* **Point annotation dataset records**
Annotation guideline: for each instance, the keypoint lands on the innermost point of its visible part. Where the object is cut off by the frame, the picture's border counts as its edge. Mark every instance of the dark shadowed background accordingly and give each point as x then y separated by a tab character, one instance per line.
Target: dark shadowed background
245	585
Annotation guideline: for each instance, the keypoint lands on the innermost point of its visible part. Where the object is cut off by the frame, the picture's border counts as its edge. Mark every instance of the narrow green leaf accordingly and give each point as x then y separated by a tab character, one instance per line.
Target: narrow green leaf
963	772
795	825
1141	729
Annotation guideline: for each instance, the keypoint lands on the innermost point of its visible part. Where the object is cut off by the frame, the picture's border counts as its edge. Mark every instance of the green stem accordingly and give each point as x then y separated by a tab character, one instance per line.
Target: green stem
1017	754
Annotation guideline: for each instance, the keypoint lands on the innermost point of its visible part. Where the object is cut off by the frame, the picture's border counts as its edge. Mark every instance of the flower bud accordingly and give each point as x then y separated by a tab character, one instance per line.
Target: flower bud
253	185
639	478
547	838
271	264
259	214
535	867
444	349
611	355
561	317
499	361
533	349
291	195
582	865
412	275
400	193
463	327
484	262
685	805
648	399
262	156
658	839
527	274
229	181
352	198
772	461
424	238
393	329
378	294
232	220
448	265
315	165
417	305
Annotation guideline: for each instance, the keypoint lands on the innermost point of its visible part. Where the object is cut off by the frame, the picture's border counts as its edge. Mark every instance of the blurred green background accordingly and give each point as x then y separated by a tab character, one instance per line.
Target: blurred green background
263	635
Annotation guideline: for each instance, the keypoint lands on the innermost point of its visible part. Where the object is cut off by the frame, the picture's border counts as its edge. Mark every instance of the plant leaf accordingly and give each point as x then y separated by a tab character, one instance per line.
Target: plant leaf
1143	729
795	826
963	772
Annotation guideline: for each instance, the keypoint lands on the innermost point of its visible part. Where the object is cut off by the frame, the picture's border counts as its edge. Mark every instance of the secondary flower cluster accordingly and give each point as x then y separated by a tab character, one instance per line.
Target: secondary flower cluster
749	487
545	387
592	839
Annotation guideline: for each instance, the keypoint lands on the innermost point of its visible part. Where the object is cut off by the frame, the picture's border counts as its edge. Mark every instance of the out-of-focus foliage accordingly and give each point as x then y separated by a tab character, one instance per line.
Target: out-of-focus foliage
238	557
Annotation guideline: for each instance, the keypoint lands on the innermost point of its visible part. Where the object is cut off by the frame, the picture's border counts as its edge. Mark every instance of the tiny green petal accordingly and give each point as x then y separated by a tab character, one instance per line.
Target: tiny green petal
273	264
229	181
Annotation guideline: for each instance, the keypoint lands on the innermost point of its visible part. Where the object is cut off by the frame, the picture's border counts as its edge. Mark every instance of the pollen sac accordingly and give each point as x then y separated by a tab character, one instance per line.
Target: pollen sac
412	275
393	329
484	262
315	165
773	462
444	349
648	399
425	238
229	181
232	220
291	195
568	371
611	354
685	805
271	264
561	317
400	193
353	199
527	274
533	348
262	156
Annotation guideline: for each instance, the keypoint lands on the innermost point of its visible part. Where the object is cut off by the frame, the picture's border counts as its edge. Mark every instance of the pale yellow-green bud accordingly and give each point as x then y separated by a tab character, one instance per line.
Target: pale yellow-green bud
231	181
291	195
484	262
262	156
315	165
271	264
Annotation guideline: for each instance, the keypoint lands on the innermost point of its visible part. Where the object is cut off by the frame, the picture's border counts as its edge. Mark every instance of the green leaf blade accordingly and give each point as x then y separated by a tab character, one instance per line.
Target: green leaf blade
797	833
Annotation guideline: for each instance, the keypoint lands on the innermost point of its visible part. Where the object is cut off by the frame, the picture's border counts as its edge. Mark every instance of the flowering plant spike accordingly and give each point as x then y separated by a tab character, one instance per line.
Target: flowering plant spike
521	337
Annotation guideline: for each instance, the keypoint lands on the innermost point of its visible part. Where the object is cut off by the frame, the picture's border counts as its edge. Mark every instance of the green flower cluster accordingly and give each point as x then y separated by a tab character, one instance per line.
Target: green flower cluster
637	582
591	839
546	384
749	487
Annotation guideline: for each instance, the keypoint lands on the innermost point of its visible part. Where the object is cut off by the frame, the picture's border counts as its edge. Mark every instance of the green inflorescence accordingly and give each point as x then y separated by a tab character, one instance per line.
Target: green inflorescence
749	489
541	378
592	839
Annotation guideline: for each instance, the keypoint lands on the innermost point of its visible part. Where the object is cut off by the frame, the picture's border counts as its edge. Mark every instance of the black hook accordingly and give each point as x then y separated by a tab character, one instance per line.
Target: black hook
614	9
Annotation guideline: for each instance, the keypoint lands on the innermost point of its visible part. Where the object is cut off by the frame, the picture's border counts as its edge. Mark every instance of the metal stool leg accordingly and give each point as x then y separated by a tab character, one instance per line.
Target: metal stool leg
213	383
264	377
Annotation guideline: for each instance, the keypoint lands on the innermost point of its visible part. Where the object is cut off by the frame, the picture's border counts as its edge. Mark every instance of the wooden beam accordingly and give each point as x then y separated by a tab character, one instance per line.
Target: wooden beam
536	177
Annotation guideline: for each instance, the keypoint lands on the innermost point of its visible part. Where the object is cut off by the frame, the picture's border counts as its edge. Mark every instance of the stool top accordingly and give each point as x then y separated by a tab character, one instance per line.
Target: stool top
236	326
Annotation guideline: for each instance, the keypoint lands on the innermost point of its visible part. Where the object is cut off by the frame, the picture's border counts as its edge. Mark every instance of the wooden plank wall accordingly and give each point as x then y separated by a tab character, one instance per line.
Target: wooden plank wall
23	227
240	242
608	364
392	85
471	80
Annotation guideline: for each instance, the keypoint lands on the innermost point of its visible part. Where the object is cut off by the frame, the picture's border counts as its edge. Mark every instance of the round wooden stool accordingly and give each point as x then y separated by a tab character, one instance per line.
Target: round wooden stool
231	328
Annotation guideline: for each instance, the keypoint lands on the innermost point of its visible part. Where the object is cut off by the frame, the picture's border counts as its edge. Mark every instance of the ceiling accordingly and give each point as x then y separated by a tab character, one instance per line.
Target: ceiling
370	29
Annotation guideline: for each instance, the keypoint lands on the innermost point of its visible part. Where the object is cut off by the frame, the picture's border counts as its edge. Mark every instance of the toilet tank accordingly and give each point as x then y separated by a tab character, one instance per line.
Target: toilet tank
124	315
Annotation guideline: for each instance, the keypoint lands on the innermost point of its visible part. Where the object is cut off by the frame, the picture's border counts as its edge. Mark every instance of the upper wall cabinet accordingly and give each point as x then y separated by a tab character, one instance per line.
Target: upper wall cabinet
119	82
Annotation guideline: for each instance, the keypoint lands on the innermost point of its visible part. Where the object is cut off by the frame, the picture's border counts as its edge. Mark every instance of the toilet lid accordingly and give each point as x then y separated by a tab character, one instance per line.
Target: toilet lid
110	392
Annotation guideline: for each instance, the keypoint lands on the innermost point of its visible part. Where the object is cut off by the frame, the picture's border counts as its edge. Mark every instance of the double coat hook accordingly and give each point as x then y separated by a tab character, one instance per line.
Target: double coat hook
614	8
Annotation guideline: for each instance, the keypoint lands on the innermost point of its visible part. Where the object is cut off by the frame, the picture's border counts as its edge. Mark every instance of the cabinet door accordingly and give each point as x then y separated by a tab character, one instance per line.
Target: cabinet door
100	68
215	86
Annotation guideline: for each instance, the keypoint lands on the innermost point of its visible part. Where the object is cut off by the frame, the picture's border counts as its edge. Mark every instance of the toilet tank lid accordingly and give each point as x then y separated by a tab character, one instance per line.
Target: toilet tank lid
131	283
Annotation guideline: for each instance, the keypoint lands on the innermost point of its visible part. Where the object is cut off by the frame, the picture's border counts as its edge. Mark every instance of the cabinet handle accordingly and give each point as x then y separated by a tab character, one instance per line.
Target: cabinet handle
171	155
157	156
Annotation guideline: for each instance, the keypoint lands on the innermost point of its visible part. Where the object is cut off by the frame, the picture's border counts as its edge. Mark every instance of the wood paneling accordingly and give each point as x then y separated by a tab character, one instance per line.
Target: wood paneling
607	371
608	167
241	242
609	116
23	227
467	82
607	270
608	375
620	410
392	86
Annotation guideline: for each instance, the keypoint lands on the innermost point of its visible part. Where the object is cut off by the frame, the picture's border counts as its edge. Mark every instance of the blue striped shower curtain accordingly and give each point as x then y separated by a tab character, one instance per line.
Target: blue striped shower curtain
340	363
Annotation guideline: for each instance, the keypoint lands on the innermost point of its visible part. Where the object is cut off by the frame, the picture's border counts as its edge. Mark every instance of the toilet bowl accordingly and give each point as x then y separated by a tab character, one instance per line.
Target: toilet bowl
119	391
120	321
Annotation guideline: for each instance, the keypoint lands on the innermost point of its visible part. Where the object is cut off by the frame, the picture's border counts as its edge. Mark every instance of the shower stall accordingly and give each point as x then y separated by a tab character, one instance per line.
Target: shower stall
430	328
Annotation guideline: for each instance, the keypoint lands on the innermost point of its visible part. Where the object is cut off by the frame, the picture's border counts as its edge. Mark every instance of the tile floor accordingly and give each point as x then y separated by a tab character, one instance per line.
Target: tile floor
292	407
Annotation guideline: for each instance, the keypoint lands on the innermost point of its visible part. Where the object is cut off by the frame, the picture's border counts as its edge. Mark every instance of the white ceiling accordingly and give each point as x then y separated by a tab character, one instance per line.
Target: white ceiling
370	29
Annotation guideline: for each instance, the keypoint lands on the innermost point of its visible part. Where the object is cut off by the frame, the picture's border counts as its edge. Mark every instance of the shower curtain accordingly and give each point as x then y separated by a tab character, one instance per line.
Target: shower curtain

* **Given instruction**
Reproduce only the lines from the line containing "the shower curtain" to the last line of the material above, both of those lines included.

* **Exercise result**
Annotation guideline: for each instance, the keypoint lands on the innermost point of its visible part. Where the object is cut off by the frame, the picture's border counts as its edge. Mark every instance of the shower curtain accordingly and give each point as x then y separated by a tab character, one instance per line.
Target: shower curtain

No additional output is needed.